**Short problem**. Copy only the lines between the one containing "Query: vaulted ceiling" and the end of the records, both included, leaving out pictures.

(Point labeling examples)
>> start

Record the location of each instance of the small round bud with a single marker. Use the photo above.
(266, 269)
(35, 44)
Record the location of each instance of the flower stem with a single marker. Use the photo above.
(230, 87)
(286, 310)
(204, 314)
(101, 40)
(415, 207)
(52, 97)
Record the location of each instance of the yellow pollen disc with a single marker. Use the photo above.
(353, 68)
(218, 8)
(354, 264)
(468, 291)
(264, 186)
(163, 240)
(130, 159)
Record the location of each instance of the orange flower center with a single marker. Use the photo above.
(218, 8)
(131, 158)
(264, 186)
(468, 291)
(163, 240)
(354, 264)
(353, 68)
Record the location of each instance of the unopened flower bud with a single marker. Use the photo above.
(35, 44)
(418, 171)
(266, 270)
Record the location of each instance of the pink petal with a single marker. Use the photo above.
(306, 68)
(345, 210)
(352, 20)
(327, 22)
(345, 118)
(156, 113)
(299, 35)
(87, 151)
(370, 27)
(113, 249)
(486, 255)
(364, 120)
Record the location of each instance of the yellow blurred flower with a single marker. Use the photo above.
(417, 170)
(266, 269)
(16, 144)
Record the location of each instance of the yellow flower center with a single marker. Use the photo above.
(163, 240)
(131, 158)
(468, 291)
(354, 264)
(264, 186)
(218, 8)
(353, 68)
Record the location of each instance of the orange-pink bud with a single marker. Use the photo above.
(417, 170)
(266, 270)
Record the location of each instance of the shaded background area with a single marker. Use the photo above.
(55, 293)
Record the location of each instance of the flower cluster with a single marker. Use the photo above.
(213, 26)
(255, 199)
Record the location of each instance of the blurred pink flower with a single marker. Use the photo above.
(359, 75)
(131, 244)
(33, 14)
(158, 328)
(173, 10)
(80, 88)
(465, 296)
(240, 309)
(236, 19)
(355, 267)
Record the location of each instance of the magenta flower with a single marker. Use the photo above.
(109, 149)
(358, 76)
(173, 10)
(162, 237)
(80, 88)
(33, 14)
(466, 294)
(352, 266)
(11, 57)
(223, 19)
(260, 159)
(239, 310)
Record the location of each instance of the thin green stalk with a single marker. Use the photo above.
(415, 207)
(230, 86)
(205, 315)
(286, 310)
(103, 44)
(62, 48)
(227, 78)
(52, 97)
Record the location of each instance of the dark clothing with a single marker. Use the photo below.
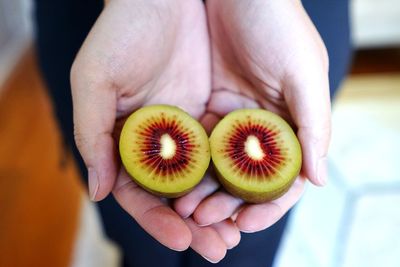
(62, 26)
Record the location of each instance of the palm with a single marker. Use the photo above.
(139, 54)
(256, 63)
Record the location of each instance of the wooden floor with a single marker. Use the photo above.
(39, 196)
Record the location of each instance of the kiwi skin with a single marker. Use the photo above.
(252, 197)
(133, 169)
(260, 196)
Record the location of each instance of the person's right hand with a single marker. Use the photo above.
(140, 53)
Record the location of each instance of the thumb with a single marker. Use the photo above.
(309, 104)
(94, 106)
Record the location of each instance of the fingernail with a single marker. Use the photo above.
(247, 231)
(204, 225)
(322, 170)
(210, 260)
(93, 184)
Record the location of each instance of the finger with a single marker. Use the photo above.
(309, 104)
(94, 104)
(216, 208)
(209, 120)
(186, 205)
(229, 232)
(224, 101)
(257, 217)
(154, 216)
(206, 242)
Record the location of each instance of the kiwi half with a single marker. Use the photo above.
(256, 154)
(164, 149)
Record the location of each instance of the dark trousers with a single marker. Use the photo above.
(62, 26)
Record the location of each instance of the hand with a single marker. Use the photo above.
(140, 53)
(265, 54)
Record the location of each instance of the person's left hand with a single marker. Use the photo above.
(266, 54)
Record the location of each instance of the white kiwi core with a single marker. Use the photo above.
(253, 149)
(168, 147)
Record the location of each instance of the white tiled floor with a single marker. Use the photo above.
(355, 220)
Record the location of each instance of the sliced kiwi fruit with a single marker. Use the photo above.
(164, 150)
(256, 154)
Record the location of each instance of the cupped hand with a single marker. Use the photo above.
(265, 54)
(140, 53)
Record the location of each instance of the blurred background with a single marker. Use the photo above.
(46, 218)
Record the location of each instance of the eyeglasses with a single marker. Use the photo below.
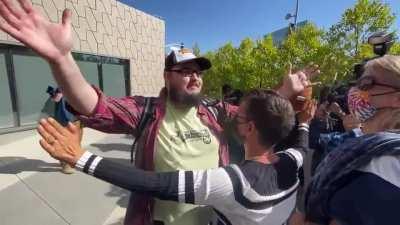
(186, 72)
(368, 82)
(244, 118)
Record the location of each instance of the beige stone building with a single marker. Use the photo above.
(118, 48)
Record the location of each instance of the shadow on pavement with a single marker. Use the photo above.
(15, 165)
(116, 191)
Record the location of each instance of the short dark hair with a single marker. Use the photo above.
(272, 114)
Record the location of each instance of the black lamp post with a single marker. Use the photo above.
(289, 16)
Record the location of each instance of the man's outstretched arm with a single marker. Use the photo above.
(53, 42)
(206, 187)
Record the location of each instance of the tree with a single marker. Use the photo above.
(262, 63)
(358, 23)
(395, 49)
(196, 49)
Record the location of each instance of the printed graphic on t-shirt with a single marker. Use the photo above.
(192, 136)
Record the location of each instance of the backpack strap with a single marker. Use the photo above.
(211, 106)
(146, 117)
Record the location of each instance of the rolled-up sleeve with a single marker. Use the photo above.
(112, 114)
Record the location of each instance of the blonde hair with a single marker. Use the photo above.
(387, 63)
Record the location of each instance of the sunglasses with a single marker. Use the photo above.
(367, 83)
(185, 72)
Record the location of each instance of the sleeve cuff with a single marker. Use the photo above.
(304, 126)
(88, 162)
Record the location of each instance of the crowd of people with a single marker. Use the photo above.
(332, 161)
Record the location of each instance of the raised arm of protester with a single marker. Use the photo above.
(53, 42)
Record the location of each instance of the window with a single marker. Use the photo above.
(90, 71)
(6, 111)
(113, 79)
(32, 77)
(24, 78)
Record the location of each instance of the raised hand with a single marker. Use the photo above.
(27, 25)
(296, 82)
(308, 113)
(62, 143)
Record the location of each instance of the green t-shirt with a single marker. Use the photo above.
(183, 143)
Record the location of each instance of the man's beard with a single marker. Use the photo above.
(182, 98)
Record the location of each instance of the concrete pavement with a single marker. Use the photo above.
(33, 191)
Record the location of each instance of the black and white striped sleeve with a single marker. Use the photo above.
(206, 187)
(160, 185)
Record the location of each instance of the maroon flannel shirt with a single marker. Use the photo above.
(122, 115)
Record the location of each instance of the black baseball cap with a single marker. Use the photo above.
(184, 55)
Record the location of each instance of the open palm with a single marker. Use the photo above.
(24, 23)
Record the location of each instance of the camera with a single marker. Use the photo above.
(381, 43)
(52, 91)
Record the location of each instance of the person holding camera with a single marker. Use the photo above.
(63, 116)
(358, 182)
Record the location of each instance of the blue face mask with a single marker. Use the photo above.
(359, 104)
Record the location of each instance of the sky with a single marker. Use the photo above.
(213, 23)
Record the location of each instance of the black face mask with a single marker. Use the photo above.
(231, 130)
(180, 97)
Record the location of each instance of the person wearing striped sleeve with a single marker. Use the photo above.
(262, 190)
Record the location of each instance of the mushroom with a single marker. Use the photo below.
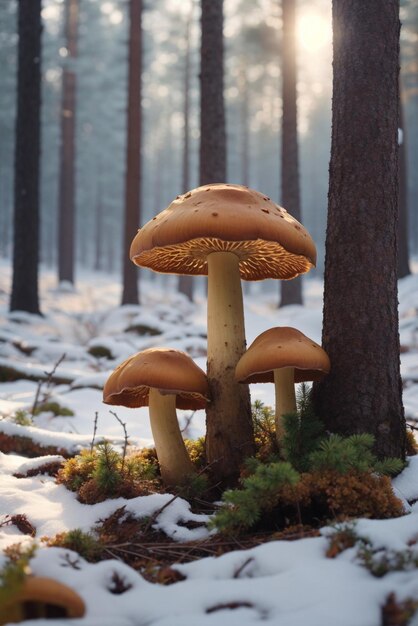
(285, 356)
(227, 232)
(41, 597)
(163, 379)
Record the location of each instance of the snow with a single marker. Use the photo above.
(280, 583)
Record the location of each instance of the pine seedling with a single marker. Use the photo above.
(15, 570)
(303, 431)
(260, 492)
(107, 471)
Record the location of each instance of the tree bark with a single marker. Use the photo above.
(130, 294)
(403, 252)
(24, 295)
(212, 113)
(66, 209)
(291, 290)
(185, 284)
(363, 392)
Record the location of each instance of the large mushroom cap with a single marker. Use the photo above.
(282, 347)
(269, 242)
(49, 592)
(168, 370)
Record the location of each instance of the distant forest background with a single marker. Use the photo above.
(171, 28)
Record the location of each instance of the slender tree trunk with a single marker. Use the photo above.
(403, 252)
(185, 284)
(244, 130)
(212, 112)
(213, 170)
(291, 290)
(133, 153)
(363, 391)
(66, 209)
(98, 253)
(24, 294)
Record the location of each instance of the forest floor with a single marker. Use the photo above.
(64, 358)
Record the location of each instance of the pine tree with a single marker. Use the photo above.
(24, 294)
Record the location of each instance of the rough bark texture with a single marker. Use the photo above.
(24, 294)
(360, 333)
(291, 290)
(133, 153)
(403, 253)
(66, 197)
(212, 113)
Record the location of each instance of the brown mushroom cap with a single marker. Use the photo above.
(168, 370)
(269, 242)
(49, 591)
(282, 347)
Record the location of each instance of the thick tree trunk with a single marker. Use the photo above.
(291, 290)
(363, 391)
(66, 198)
(212, 113)
(24, 294)
(403, 247)
(133, 153)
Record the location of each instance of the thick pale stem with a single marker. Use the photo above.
(173, 458)
(229, 436)
(284, 383)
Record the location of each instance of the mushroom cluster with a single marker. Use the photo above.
(227, 232)
(41, 597)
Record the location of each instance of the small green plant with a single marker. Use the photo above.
(264, 431)
(382, 562)
(353, 453)
(84, 543)
(15, 570)
(304, 431)
(260, 491)
(102, 473)
(53, 407)
(22, 418)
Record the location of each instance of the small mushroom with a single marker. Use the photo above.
(228, 232)
(41, 597)
(163, 379)
(285, 356)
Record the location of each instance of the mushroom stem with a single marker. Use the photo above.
(284, 383)
(229, 438)
(175, 463)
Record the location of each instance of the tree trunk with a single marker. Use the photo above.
(133, 152)
(363, 391)
(24, 294)
(213, 170)
(403, 248)
(66, 209)
(185, 284)
(291, 290)
(99, 227)
(212, 113)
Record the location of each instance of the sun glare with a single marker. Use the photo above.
(313, 31)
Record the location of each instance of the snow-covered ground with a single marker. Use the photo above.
(282, 583)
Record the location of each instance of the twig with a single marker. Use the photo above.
(125, 443)
(96, 419)
(240, 569)
(188, 422)
(47, 382)
(158, 512)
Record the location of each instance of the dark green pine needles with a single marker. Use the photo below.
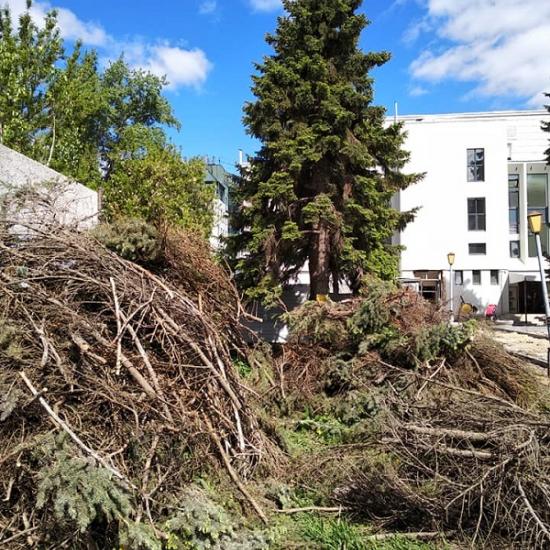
(546, 128)
(318, 193)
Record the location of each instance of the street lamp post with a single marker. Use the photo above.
(451, 260)
(535, 226)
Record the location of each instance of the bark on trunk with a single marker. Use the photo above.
(319, 262)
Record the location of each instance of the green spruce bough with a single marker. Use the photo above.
(319, 190)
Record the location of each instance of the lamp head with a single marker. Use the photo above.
(451, 258)
(535, 222)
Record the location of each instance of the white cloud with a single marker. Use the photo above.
(417, 91)
(266, 5)
(208, 7)
(182, 67)
(500, 45)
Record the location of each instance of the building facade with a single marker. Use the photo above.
(219, 177)
(484, 172)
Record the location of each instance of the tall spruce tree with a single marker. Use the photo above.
(320, 188)
(546, 128)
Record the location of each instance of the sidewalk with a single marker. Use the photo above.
(531, 330)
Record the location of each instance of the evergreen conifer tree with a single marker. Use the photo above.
(546, 128)
(319, 190)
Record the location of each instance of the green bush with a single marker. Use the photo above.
(132, 239)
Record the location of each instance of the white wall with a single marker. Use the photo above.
(438, 146)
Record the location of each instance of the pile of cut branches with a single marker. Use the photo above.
(459, 460)
(131, 371)
(457, 432)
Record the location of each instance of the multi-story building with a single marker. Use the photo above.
(217, 175)
(484, 172)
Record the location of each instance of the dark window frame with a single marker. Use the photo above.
(475, 166)
(483, 245)
(477, 214)
(512, 243)
(513, 210)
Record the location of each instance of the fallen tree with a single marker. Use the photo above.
(430, 427)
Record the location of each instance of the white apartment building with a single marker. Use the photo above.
(484, 173)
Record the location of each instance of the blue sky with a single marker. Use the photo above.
(448, 55)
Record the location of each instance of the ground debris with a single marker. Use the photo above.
(135, 375)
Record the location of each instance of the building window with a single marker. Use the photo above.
(515, 250)
(476, 214)
(513, 203)
(459, 278)
(477, 248)
(476, 164)
(537, 201)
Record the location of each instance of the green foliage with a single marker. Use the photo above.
(332, 534)
(153, 183)
(379, 321)
(79, 491)
(314, 324)
(28, 56)
(137, 536)
(339, 534)
(60, 109)
(10, 398)
(132, 239)
(243, 367)
(546, 128)
(373, 313)
(325, 426)
(10, 341)
(320, 187)
(203, 524)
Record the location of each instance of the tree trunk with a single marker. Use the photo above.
(319, 262)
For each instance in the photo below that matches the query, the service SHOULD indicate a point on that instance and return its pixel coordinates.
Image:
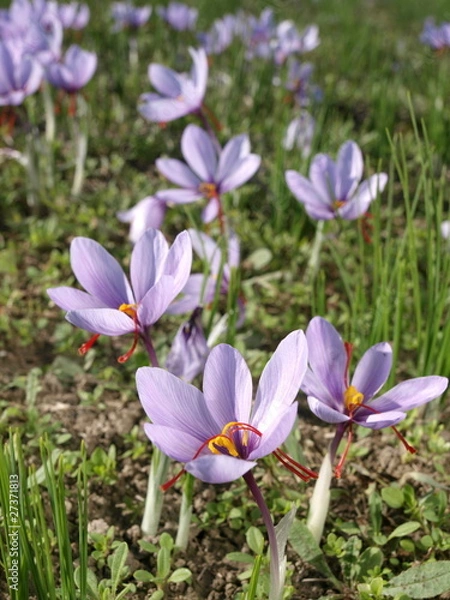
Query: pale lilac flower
(178, 94)
(300, 133)
(148, 213)
(111, 306)
(337, 399)
(189, 350)
(74, 15)
(219, 435)
(333, 188)
(200, 288)
(20, 74)
(208, 174)
(288, 40)
(436, 36)
(178, 15)
(219, 36)
(126, 15)
(75, 71)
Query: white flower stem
(184, 520)
(154, 499)
(320, 500)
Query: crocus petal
(325, 412)
(276, 434)
(179, 262)
(175, 196)
(106, 321)
(243, 172)
(199, 152)
(99, 273)
(227, 385)
(379, 421)
(349, 170)
(174, 403)
(206, 249)
(373, 369)
(163, 110)
(177, 172)
(327, 357)
(366, 192)
(179, 445)
(164, 80)
(281, 379)
(410, 394)
(218, 468)
(316, 206)
(322, 174)
(232, 154)
(69, 298)
(147, 262)
(156, 301)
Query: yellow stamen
(129, 309)
(352, 398)
(208, 190)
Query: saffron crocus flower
(337, 399)
(178, 15)
(126, 15)
(148, 213)
(189, 350)
(208, 173)
(111, 306)
(200, 288)
(20, 74)
(219, 435)
(75, 71)
(333, 188)
(178, 94)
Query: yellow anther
(352, 397)
(208, 190)
(223, 441)
(128, 309)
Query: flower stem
(184, 520)
(275, 581)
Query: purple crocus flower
(75, 71)
(219, 435)
(126, 15)
(300, 133)
(178, 15)
(178, 94)
(333, 188)
(335, 398)
(189, 350)
(74, 15)
(111, 306)
(207, 174)
(148, 213)
(20, 74)
(200, 288)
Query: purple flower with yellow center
(111, 306)
(178, 15)
(219, 434)
(178, 94)
(209, 173)
(74, 71)
(335, 398)
(333, 188)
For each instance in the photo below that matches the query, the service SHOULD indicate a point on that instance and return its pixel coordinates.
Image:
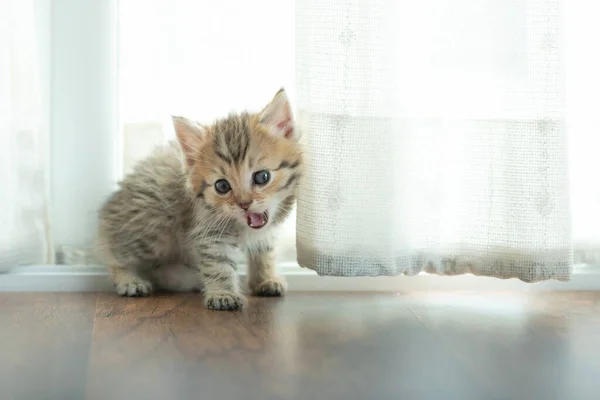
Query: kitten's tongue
(256, 221)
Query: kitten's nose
(245, 205)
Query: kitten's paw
(273, 287)
(224, 300)
(134, 289)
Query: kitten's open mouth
(257, 221)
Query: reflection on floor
(424, 345)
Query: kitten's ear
(277, 116)
(190, 135)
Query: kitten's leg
(128, 282)
(262, 278)
(219, 278)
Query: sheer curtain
(436, 135)
(24, 233)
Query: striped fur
(168, 227)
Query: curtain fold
(24, 233)
(436, 138)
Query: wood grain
(44, 344)
(429, 345)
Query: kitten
(176, 221)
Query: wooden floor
(418, 346)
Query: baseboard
(57, 278)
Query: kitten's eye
(261, 177)
(222, 186)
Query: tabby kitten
(176, 221)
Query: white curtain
(436, 134)
(23, 140)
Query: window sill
(73, 278)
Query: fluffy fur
(168, 227)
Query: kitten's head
(245, 167)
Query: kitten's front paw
(224, 301)
(134, 289)
(273, 287)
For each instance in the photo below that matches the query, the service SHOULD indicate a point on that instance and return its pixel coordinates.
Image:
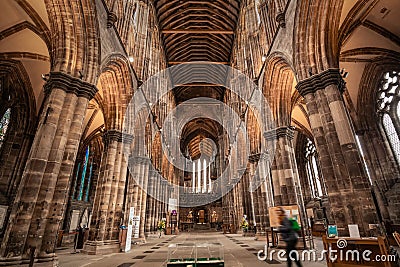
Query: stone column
(107, 208)
(150, 202)
(40, 201)
(282, 169)
(348, 187)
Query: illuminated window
(314, 176)
(83, 177)
(389, 107)
(4, 123)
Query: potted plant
(244, 225)
(161, 227)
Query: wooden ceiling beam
(172, 31)
(196, 62)
(199, 85)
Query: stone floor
(238, 251)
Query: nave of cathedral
(124, 119)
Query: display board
(136, 225)
(291, 212)
(130, 230)
(3, 212)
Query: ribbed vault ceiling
(198, 31)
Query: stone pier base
(101, 247)
(50, 260)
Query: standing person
(290, 236)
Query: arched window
(4, 123)
(83, 178)
(388, 107)
(317, 187)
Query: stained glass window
(388, 105)
(313, 173)
(4, 123)
(83, 176)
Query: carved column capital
(321, 81)
(117, 136)
(111, 19)
(284, 131)
(70, 84)
(280, 18)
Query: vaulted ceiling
(192, 31)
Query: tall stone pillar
(347, 184)
(139, 180)
(40, 202)
(283, 171)
(107, 207)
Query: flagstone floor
(238, 251)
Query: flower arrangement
(244, 224)
(161, 226)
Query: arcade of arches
(329, 70)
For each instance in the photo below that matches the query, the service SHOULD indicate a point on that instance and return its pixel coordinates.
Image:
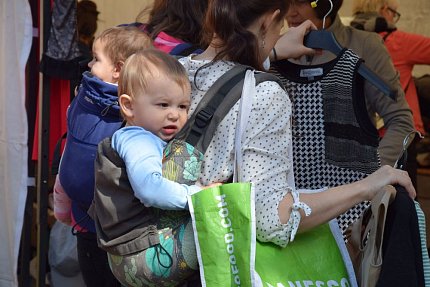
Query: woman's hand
(387, 175)
(290, 45)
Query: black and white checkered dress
(334, 141)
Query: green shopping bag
(229, 255)
(224, 234)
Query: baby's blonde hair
(140, 68)
(123, 41)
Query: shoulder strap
(215, 105)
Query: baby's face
(163, 108)
(101, 66)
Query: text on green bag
(228, 237)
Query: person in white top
(245, 32)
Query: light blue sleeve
(142, 153)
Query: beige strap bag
(365, 237)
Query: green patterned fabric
(174, 260)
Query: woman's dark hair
(323, 6)
(229, 20)
(86, 15)
(181, 19)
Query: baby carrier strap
(215, 105)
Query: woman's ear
(270, 18)
(126, 106)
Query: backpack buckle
(202, 118)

>> end

**Problem solution**.
Query: vaulted ceiling
(192, 31)
Query: tall stone pillar
(347, 184)
(139, 180)
(40, 202)
(283, 171)
(107, 207)
Query: flagstone floor
(238, 251)
Query: flower arrangement
(244, 224)
(161, 226)
Query: arcade of arches
(329, 70)
For each instance in the photo below that matches the query, the service SHOULD indicate a point on that instance and return its pixel coordinates.
Image:
Query: woman's hand
(387, 175)
(290, 45)
Query: black and white checkered dress
(334, 141)
Query: green shopping bag
(229, 255)
(224, 234)
Query: baby's blonde hair
(140, 68)
(123, 41)
Query: shoulder strap
(215, 105)
Query: baby's face
(163, 108)
(101, 66)
Query: text on green bag
(228, 237)
Query: person in white top
(245, 32)
Query: light blue sleeve
(142, 153)
Query: beige strap bag
(365, 237)
Query: green patterned fabric
(174, 260)
Query: woman's dark hair
(323, 6)
(229, 20)
(86, 15)
(181, 19)
Query: baby carrier strap
(215, 105)
Query: woman's ear
(270, 18)
(126, 106)
Query: backpack buckle
(202, 118)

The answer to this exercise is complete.